問題
以下の項目から、文字列「positive」を含む行をすべて書き出す。大文字と小文字は区別する。

セグメンテーションマスクのデータ
=======

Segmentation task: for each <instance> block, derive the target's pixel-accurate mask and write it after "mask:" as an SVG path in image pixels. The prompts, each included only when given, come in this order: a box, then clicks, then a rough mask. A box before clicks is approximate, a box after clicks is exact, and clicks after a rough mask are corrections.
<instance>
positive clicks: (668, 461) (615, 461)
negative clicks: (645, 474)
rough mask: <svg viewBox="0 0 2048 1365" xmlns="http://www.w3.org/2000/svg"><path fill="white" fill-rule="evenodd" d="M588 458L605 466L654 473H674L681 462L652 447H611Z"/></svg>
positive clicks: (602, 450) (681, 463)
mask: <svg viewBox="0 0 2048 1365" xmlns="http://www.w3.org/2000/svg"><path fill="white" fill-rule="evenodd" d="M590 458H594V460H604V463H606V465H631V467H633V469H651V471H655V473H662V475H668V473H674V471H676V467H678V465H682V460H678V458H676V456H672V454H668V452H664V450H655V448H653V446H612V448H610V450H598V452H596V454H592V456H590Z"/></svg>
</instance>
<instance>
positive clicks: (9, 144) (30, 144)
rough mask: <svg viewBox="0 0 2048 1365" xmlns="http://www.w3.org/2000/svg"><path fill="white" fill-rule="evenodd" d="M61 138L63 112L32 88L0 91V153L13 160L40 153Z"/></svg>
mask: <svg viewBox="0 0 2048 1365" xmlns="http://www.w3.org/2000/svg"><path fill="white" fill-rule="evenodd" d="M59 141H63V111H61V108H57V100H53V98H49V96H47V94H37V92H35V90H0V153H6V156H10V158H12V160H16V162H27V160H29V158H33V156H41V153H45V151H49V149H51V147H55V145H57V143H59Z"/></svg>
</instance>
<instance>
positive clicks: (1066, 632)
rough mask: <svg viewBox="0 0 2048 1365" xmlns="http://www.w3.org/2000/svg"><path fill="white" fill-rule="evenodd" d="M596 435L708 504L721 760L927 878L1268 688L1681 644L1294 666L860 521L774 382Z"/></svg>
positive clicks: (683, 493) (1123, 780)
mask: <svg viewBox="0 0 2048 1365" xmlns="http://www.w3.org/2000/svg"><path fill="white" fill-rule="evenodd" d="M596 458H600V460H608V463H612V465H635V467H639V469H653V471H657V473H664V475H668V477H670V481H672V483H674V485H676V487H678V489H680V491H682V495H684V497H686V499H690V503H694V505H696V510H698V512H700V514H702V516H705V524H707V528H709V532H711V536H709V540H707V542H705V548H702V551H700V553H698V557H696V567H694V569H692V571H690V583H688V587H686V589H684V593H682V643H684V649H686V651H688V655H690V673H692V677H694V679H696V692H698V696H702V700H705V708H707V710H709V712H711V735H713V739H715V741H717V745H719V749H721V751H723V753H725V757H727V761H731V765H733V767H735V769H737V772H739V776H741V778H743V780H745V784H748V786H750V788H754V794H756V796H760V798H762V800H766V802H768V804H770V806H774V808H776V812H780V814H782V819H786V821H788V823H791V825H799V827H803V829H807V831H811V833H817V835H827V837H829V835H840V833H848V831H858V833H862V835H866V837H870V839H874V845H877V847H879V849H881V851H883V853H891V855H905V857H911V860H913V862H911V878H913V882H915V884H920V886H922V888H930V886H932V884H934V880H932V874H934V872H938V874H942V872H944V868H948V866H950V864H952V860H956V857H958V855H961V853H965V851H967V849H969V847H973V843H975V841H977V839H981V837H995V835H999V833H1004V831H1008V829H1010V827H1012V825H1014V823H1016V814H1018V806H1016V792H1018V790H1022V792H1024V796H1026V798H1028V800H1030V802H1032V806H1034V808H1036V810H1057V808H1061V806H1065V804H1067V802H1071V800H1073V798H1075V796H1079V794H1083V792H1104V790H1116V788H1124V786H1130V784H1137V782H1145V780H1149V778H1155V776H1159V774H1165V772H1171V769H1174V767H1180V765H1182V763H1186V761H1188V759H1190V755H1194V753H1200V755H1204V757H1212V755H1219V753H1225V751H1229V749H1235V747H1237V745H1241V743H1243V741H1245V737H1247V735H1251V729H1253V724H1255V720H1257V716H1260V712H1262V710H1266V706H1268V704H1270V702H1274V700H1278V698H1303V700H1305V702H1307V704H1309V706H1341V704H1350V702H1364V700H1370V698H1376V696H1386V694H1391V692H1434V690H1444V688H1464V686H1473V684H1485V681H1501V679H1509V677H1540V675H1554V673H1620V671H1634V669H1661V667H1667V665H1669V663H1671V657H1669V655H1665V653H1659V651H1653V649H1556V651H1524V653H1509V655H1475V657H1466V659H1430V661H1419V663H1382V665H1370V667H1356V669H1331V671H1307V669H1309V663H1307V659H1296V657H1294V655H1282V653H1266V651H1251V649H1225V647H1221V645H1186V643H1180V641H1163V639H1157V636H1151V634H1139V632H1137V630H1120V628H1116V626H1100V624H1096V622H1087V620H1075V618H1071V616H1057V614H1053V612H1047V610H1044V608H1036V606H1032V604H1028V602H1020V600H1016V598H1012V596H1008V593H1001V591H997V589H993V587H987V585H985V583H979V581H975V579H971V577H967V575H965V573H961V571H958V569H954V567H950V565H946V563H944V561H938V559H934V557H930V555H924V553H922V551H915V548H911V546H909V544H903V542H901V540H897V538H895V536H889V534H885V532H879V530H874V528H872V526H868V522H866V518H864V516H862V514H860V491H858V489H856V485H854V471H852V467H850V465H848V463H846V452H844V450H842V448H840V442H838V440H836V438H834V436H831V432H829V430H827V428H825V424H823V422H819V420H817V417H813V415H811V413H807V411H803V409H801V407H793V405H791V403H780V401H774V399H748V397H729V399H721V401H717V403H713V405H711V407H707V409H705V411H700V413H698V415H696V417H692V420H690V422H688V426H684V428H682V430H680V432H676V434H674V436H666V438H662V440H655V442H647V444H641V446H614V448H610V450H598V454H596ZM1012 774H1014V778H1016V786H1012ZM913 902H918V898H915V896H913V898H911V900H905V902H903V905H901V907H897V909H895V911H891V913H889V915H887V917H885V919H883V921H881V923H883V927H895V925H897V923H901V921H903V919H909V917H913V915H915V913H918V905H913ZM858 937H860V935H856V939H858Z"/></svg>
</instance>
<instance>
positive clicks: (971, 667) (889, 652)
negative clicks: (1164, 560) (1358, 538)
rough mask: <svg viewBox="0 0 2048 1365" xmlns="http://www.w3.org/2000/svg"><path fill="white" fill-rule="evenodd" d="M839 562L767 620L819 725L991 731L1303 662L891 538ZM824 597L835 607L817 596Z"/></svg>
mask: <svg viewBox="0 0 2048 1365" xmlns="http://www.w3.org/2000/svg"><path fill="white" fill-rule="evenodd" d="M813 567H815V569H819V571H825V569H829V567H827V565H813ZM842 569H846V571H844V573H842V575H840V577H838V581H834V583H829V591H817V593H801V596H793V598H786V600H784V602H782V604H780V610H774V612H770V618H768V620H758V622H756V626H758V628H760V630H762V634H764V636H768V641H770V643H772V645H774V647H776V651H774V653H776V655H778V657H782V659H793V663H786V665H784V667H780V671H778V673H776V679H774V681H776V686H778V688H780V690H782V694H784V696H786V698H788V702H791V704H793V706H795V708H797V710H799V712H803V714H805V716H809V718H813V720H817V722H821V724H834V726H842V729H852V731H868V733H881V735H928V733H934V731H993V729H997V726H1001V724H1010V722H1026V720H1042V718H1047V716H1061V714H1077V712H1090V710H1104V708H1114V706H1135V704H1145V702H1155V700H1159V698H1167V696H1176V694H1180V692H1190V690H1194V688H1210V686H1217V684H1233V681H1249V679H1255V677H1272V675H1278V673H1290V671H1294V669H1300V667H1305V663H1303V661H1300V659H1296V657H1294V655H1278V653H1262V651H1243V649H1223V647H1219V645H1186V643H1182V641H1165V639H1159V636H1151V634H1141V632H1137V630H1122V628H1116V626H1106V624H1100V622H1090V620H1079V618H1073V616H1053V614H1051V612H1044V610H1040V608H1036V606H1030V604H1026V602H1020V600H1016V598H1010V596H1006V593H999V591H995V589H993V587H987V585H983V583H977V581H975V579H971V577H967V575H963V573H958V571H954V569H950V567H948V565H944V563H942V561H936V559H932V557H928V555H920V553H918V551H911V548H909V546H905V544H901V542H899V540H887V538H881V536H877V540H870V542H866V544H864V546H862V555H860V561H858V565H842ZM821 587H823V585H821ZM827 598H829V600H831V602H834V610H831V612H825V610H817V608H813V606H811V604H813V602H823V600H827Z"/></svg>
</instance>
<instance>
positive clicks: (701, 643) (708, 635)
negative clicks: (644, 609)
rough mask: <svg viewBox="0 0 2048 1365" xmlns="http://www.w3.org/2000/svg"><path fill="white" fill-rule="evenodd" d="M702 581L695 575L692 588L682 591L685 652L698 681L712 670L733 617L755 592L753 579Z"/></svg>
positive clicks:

=======

解答欄
positive clicks: (668, 461) (615, 461)
positive clicks: (602, 450) (681, 463)
positive clicks: (9, 144) (30, 144)
positive clicks: (1066, 632)
positive clicks: (683, 493) (1123, 780)
positive clicks: (971, 667) (889, 652)
positive clicks: (701, 643) (708, 635)
positive clicks:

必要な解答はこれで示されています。